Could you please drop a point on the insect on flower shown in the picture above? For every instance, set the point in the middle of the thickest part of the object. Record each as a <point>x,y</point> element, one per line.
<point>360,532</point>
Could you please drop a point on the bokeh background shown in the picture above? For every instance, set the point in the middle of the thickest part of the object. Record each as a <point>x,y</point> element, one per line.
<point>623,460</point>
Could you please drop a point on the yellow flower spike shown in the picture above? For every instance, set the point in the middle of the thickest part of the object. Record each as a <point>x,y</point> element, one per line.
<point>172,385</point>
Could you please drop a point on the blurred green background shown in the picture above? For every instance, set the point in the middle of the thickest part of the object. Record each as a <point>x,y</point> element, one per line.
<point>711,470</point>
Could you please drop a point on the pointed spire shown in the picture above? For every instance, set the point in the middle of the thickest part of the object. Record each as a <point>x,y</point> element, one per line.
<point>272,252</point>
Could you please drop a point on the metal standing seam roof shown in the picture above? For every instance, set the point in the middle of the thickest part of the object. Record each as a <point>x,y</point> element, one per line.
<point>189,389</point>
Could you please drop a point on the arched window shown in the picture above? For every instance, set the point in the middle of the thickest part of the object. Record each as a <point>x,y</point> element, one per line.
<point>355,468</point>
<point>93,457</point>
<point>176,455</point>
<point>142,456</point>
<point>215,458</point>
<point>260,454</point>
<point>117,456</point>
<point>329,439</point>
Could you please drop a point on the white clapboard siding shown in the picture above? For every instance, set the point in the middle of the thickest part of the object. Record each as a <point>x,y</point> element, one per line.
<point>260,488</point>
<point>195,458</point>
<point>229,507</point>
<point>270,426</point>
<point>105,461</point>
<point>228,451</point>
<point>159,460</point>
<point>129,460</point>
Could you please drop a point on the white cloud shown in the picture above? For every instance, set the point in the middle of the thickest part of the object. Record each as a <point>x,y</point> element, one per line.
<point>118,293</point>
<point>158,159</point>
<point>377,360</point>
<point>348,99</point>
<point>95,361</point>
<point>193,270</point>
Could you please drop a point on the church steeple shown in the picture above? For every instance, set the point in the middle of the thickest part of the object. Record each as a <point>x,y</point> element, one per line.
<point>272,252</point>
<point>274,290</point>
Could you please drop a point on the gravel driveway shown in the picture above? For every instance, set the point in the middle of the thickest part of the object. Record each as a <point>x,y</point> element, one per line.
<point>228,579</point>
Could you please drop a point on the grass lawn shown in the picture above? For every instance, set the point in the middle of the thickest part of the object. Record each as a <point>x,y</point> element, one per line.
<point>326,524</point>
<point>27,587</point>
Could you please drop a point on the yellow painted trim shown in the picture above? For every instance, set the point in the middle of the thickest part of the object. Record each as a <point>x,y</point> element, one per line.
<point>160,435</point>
########
• [Work instruction]: Could you please repeat the data exactly as given?

• [Completed exercise]:
Could you please drop a point on the insect on flower shown in the picture above? For every instance, set the point in the middle of the thickest part of the object. Record each as a <point>x,y</point> element, one per line.
<point>360,532</point>
Could you please drop a point on the bokeh background shown in the picture above? For every instance, set the point in the middle of the thickest part of the object. Record each as a <point>x,y</point> element, one per line.
<point>623,460</point>
Could you please drop a point on the yellow flower spike shown in the picture above? For every instance, set the point in the middle of the thickest part of the object. Record each as a <point>x,y</point> element, one per line.
<point>172,385</point>
Could you please drop a point on the blurred green background shown in the picture above? For every instance, set the point in the middle of the thickest part of the object. Record each as a <point>x,y</point> element, one per line.
<point>711,470</point>
Could you please drop a point on the pointed spire shown in the picture above? For every instance, set the point in the middle of the thickest part of the object. Record each as a <point>x,y</point> element, one per line.
<point>272,252</point>
Could you please drop a point on the metal standing seam roof shown in the picture above? For every instance, set the point in the middle of the thickest part of the object. Record each as a <point>x,y</point> element, one per line.
<point>189,389</point>
Could you please drop a point on the arched window shown in the picture above? For every instance, set the point in the middle of the thickest part of the object. Record each as a <point>x,y</point> element, one per line.
<point>355,468</point>
<point>93,457</point>
<point>176,455</point>
<point>142,456</point>
<point>215,458</point>
<point>260,454</point>
<point>117,456</point>
<point>329,439</point>
Could you please drop a point on the white clapboard siding shown in the picture above? For every instance, set the point in the middle of the thickest part of the object. Record each as a <point>x,y</point> element, one per line.
<point>260,488</point>
<point>195,458</point>
<point>229,507</point>
<point>270,426</point>
<point>105,461</point>
<point>228,451</point>
<point>159,460</point>
<point>129,460</point>
Could you please drop a point on the white cloud shown in the picture above? For every instance, set the point in the middle of the thickest part of the object. Record each as a <point>x,y</point> element, one per line.
<point>118,293</point>
<point>158,159</point>
<point>377,360</point>
<point>348,99</point>
<point>95,361</point>
<point>193,270</point>
Could you please drop a point on the church steeple shown in the picture above? For every instance, set the point in the middle of the thickest part of the object. Record each as a <point>x,y</point> element, one per line.
<point>272,252</point>
<point>274,290</point>
Could you please drop a point on the gravel driveway shown in the picture above? For every instance, set the point in the middle of the thickest part of the object. Record each as a <point>x,y</point> element, one per line.
<point>228,579</point>
Could you please drop a point on the grass lawn shown in the picture above? For every instance, set the point in the middle of the thickest part of the object. Record each as a <point>x,y</point> element, one per line.
<point>326,524</point>
<point>27,587</point>
Could you please drop a point on the yellow painted trim shown in the picture above? For every instance, set the point in the middle of the thickest part of the object. Record each as a <point>x,y</point> element, one per line.
<point>160,435</point>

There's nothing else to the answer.